THE EXERCISE ▸
Reproduce the records below, from the line containing "Target: cream cheese spread" through the end of the records, including both ends and keeping every request, but increase each coordinate in the answers by 116 and leave the pictures out.

Part of a data file:
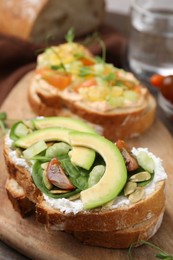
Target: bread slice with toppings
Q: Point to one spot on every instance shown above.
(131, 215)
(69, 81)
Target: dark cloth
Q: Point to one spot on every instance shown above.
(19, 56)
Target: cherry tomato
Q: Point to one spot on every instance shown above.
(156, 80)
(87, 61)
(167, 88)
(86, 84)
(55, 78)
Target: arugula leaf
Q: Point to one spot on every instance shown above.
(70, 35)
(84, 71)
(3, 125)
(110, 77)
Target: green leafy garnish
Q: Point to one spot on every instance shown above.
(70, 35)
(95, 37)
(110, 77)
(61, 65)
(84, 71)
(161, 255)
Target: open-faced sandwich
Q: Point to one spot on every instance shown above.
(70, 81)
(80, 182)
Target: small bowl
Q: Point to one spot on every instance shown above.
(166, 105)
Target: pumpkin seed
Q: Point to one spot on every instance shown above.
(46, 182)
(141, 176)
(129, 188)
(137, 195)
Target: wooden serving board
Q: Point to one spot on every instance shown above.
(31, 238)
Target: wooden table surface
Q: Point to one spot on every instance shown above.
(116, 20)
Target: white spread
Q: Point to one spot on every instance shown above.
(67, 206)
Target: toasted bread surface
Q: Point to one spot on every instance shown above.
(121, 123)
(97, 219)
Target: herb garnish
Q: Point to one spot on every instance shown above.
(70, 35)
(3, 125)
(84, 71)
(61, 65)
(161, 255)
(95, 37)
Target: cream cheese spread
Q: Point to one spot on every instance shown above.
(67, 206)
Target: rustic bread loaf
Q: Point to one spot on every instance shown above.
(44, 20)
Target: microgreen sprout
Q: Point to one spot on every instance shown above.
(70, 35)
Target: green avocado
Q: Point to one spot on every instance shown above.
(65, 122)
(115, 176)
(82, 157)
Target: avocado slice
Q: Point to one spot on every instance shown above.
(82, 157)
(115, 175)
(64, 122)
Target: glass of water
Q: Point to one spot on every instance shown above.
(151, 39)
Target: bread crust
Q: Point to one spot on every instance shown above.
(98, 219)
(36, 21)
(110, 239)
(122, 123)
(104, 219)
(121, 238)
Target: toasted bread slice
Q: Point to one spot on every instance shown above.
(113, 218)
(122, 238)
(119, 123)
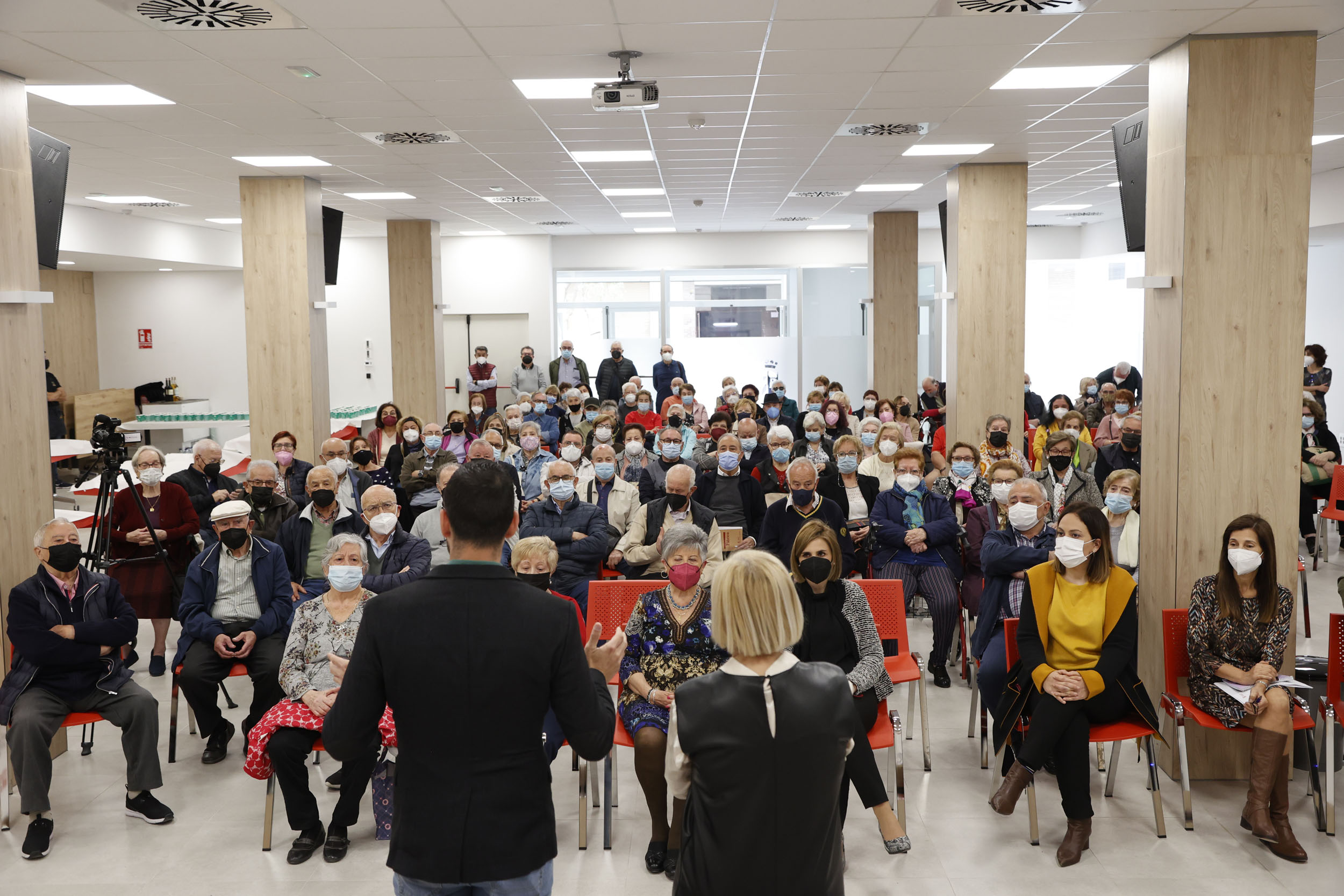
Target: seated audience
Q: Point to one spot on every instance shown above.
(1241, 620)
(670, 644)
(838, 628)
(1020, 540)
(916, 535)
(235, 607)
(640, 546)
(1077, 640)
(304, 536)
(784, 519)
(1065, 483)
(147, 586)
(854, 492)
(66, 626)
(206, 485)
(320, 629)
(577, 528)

EXPECTED OUTPUT ▸
Target: cream cheese spread
Q: Point to one spot on every instance shown above.
(183, 322)
Target: rustic bread loaf
Q: Point to one spot on every instance shown above.
(160, 136)
Target: microgreen sprout
Q: Point to one spot on every instance shown above.
(186, 151)
Target: green avocado
Q: Point to one spot on every instance shown above.
(181, 238)
(231, 292)
(198, 273)
Target: avocado slice
Q: Point to one spot on every instance shown above.
(198, 273)
(231, 291)
(180, 238)
Target: glass of water
Q: Point to one spot on every instance shown above.
(267, 155)
Target: bread crust
Q: Point to one spot on every instance shown above.
(214, 335)
(152, 137)
(226, 355)
(238, 239)
(220, 335)
(237, 354)
Target: toasted bread slice
Q: Point to one spot on every instance shown above.
(229, 334)
(238, 354)
(235, 239)
Target: seated audience
Q: Point to one spot on every instance shown above.
(1357, 736)
(786, 760)
(954, 744)
(1136, 656)
(1032, 651)
(351, 723)
(756, 662)
(1193, 756)
(420, 652)
(900, 635)
(1181, 599)
(263, 702)
(970, 608)
(182, 742)
(322, 601)
(436, 745)
(693, 644)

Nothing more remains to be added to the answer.